--- Acciones requeridas ---
**1)** Según el discurso de presentación, ¿cuántas historias reúne El éxito del tigre?
**2)** En los registros, copia de nuevo solo las líneas que van desde la que contiene "Teacher note: please indicate the person" hasta el final de los registros, ambas incluidas, y cambia "sand" por "gravel" sin alterar nada más.

Es un privilegio estar hoy con ustedes, porque de los 5.000 millones de lectores potenciales que pueblan este planeta, ustedes integran los trece millones (11+2) a quienes no necesito otorgar explicaciones adicionales, notas al pie, glosarios al final o chistes con instrucciones. Trece millones que leen entre líneas, captan al vuelo los sobreentendidos y concertan una complicidad instantánea que tanto se parece a la coautoría.

El último libro cuya presentación compartimos fue a inicios de 1993 si la memoria no me falla, en esta Isla de la que somos nativos para siempre aunque nos mudemos a lo más intrincado de cualquier continente, en Casa de las Américas para ser exactos. Fue Habanecer, otro libro de cuentos, o cuentinovela (diría mi amigo Reinaldo Montero) que había obtenido en 1990 el Premio Casa.

Hoy nos reunimos para presentar en sociedad  El éxito del tigre. Un tigre que nació entre Jaén y Sevilla, y entre el punto final de mi última novela publicada, El restaurador de almas (2002), y la versión final de Utopiario (2003) -una colección de poemas que ronda las librerías ibéricas, aunque reposaría con más comodidad en los anaqueles de La Moderna Poesía (cualquiera de las dos).  El éxito del tigre, como Los Forasteros (1989), con el que tiene una suerte de parentesco literario, carece de aquella vocación de novela invertebrada que tuvo Habanecer.

Este libro consta de diecinueve historias cada una cerrada en sí misma, con vocación de individualidad, no importa si nació en un exabrupto de la imaginación o si fue madurando lentamente durante meses o años antes de eclosionar. Son historias que pueden suceder ahora y aquí mismo, en cualquier allá y en cualquier tiempo, o en ese allá y en ese tiempo sin coordenadas que es la imaginación; historias que giran alrededor de cuatro grandes temas: la edad más peligrosa del hombre, que es su adolescencia, momento en que cuaja lo que algunos llaman destino; la escritura, no sólo como oficio, sino también como modo de vida, como recurso para enfrentarse a los rigores y las alegrías de esa otra vida que sucede fuera de las páginas; los personajes que imprimen el sello de la homodiversidad a nuestra especie, y que nos impiden ser una manada sin otra etiqueta personal que el ADN; y por último, varios cuentos sobre quienes no sólo no hacemos la historia ni escribimos su guión, sino que estamos condenados al papel de extras.

Pero si algún factor común transita estos cuentos es una ironía y un sentido del humor que sirven de disfraz al sentido del amor-amor y, sobre todo, una enorme piedad hacia estos personajes.

Por eso hoy, por lógica, yo debería estar aquí presentando el libro; pero en su lugar estoy allá, es decir, en el allá que es mi aquí de todos los días, a 9.000 kilómetros de ustedes, en el Madrid aterido de febrero. Y estoy en aquel (este) allá y no en este aquí, porque alguien determinó que esta obra y su autor son subversivos, atentan contra la moral y las buenas costumbres, son un peligro para la patria y están al servicio de las fuerzas transoceánicas del Mal -Mal Afuela, como diría una marinero chino.

--- Información extraída ---
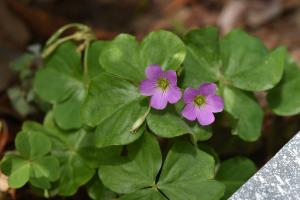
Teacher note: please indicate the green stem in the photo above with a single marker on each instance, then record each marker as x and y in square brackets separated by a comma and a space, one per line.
[137, 124]
[85, 60]
[59, 32]
[48, 50]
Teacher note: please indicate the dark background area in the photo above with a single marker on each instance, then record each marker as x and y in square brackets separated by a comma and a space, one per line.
[27, 22]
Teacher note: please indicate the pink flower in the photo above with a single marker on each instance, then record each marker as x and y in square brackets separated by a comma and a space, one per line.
[202, 103]
[161, 86]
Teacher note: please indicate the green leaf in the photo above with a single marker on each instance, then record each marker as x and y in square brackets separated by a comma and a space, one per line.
[264, 75]
[67, 112]
[245, 109]
[67, 147]
[97, 191]
[93, 62]
[145, 194]
[113, 105]
[283, 99]
[202, 59]
[168, 123]
[234, 173]
[137, 171]
[61, 74]
[20, 173]
[42, 183]
[60, 82]
[32, 144]
[47, 166]
[74, 173]
[188, 174]
[126, 58]
[163, 48]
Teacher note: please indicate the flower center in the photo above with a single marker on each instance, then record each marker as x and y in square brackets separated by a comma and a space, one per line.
[163, 83]
[200, 100]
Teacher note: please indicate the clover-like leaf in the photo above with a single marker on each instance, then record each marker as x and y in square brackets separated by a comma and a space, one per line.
[20, 172]
[77, 154]
[264, 76]
[245, 109]
[283, 99]
[137, 171]
[126, 58]
[188, 174]
[247, 64]
[234, 173]
[146, 194]
[63, 82]
[31, 161]
[32, 144]
[113, 105]
[168, 123]
[97, 191]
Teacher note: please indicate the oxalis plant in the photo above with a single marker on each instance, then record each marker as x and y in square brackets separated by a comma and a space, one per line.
[128, 118]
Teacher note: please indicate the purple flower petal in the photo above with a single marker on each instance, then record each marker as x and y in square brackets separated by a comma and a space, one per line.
[205, 116]
[173, 94]
[154, 72]
[171, 76]
[215, 103]
[207, 89]
[189, 112]
[159, 100]
[147, 87]
[189, 95]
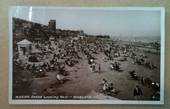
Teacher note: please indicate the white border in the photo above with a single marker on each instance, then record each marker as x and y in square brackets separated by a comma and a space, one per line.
[134, 102]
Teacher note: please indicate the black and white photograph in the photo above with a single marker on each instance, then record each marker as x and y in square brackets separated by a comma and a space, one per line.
[86, 55]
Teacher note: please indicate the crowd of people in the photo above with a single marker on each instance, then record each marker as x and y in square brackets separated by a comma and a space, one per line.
[58, 54]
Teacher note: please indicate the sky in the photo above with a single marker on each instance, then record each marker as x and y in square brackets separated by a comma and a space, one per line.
[123, 23]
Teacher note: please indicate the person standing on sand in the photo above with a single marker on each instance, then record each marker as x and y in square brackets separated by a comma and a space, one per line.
[99, 68]
[137, 92]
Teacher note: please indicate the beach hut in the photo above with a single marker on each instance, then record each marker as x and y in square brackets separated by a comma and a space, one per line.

--- Ejercicio resuelto ---
**1)** Diecinueve historias.

**2)**
Teacher note: please indicate the person standing on gravel in the photo above with a single marker on each instance, then record each marker as x and y in square brackets separated by a comma and a space, one per line.
[99, 68]
[137, 92]
Teacher note: please indicate the beach hut in the photo above with a single marker on each instance, then record each marker as x and y in square brackets separated by a comma and a space, one per line.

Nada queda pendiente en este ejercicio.